■ **Aim of the task**:
Reproduce the entries below word for word, from the line containing "Please spot the dry grass" through the end of the entries, including both.
#### The input
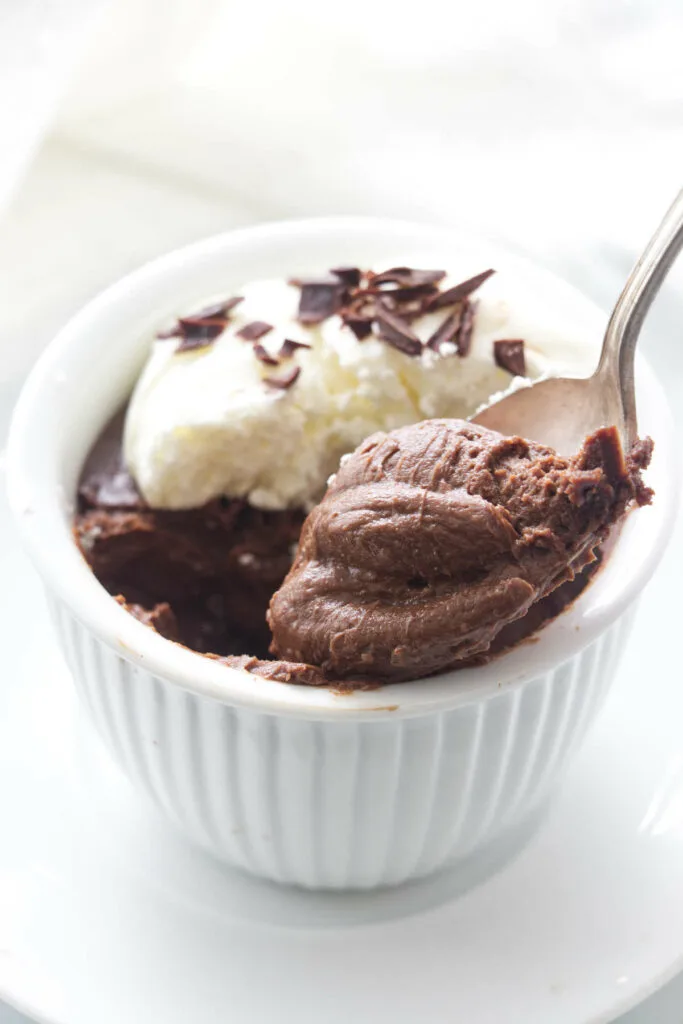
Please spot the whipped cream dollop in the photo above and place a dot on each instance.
(260, 419)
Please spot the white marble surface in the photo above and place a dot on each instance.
(558, 130)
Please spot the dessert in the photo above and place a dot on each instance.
(193, 500)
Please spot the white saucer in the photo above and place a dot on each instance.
(107, 914)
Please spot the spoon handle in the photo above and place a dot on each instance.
(619, 347)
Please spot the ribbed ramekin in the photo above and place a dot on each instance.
(295, 783)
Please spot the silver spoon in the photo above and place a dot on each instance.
(561, 411)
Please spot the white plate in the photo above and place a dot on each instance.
(107, 914)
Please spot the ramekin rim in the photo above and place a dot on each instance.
(91, 604)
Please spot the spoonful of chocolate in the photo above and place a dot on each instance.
(561, 412)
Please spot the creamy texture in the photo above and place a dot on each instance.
(435, 537)
(202, 424)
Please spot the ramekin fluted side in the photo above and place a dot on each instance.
(339, 804)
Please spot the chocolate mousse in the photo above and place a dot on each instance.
(433, 538)
(203, 577)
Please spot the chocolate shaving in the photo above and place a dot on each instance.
(360, 326)
(220, 310)
(396, 332)
(446, 332)
(509, 354)
(349, 275)
(406, 276)
(458, 292)
(263, 355)
(319, 299)
(202, 328)
(402, 295)
(286, 382)
(254, 330)
(289, 346)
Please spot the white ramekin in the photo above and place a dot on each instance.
(295, 783)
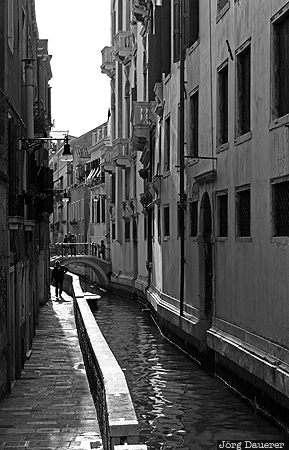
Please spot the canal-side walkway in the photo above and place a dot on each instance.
(50, 406)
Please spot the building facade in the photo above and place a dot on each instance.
(199, 175)
(26, 183)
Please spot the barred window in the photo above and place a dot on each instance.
(280, 203)
(194, 219)
(243, 209)
(166, 221)
(222, 205)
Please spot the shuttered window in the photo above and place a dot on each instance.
(282, 69)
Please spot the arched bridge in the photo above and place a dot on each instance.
(101, 267)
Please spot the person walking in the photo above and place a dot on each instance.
(57, 277)
(65, 245)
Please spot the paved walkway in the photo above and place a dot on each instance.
(50, 406)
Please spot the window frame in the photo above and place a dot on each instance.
(241, 128)
(219, 195)
(276, 21)
(194, 203)
(221, 99)
(273, 184)
(193, 128)
(166, 221)
(238, 191)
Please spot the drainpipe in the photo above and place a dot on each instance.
(29, 91)
(181, 152)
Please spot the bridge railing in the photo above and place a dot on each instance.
(80, 248)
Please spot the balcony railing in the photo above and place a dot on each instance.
(123, 46)
(108, 62)
(121, 153)
(140, 10)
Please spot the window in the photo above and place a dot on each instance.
(145, 226)
(243, 91)
(159, 223)
(103, 210)
(179, 220)
(281, 66)
(190, 25)
(222, 137)
(222, 207)
(113, 230)
(280, 203)
(11, 24)
(127, 229)
(221, 4)
(176, 31)
(167, 144)
(92, 211)
(127, 183)
(243, 210)
(113, 188)
(194, 219)
(194, 124)
(191, 22)
(166, 36)
(166, 220)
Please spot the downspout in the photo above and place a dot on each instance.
(29, 91)
(181, 153)
(213, 167)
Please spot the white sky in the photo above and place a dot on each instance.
(76, 31)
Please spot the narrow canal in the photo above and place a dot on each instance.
(178, 405)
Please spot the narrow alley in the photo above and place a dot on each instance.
(50, 406)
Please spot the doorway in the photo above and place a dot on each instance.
(206, 256)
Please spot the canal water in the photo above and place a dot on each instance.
(178, 405)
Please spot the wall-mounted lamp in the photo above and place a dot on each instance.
(32, 144)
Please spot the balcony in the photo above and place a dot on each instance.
(140, 10)
(123, 46)
(108, 62)
(121, 154)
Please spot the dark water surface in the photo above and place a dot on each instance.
(178, 405)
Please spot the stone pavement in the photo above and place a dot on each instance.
(50, 406)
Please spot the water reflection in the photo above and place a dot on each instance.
(178, 405)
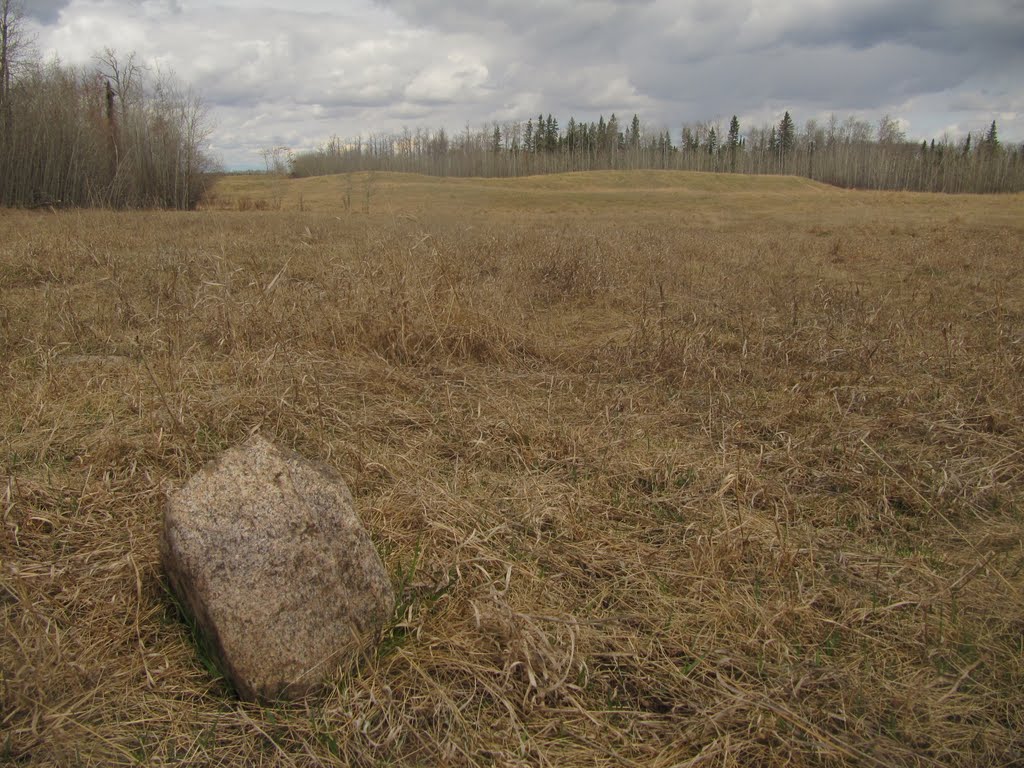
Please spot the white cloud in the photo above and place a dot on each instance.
(298, 74)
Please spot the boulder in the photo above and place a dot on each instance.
(265, 551)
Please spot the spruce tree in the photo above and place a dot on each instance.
(991, 138)
(712, 140)
(786, 134)
(732, 140)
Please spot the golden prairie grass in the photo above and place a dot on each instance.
(669, 469)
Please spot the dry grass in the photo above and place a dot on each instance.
(669, 469)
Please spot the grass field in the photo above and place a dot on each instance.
(669, 469)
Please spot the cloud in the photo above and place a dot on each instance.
(45, 11)
(300, 73)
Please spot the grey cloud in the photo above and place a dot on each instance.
(45, 11)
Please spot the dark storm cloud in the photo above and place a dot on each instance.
(299, 73)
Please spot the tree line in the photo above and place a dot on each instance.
(115, 133)
(849, 153)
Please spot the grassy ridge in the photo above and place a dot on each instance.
(667, 467)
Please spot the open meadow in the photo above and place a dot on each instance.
(669, 469)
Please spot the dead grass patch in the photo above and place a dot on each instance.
(741, 487)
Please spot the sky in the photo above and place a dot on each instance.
(294, 74)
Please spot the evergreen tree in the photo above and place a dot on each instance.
(635, 131)
(732, 140)
(786, 134)
(551, 135)
(614, 136)
(991, 138)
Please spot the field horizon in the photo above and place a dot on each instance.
(668, 468)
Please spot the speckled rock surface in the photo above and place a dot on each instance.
(265, 550)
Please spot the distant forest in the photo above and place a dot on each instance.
(850, 153)
(114, 134)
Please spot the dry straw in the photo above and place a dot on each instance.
(666, 475)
########
■ **Problem solution**:
Please spot the dry grass in the photo above and place a dot on each instance.
(669, 469)
Please spot the grass field in the photo above and place a dot on each instance.
(669, 469)
Please spot the cloud in the photo above and place a dot on each instance.
(45, 11)
(300, 73)
Please spot the grey cloud in the photo above and place a dot on each instance.
(45, 11)
Please spot the dark storm cloud in the photo above and place a dot on each instance.
(299, 73)
Please spot the tree line in the photo above and place a dot on each instance.
(115, 133)
(849, 153)
Please spot the grassy ridge in the photo above and place a dot on each instance.
(667, 467)
Please spot the open meadow in the photo above and place a dot on each instance.
(669, 469)
Please spot the dead grass patch in the photo above and place a dot on each instance.
(741, 487)
Please spot the sky in the photo above and place a dot on each instance.
(294, 74)
Please spot the evergreen tree in the photo above and place a dot on each instance.
(635, 131)
(732, 140)
(786, 134)
(551, 135)
(614, 136)
(991, 138)
Please spot the field horizon in the photo above and place a dot on each instance.
(668, 468)
Please spot the speckled rock surface in the photo above and place a dot on each instance.
(265, 550)
Please spot the distant forest in the photo above and place a dot on each instance.
(850, 153)
(114, 134)
Please spot the dry straw in the photo above and place a dot on each instance.
(666, 475)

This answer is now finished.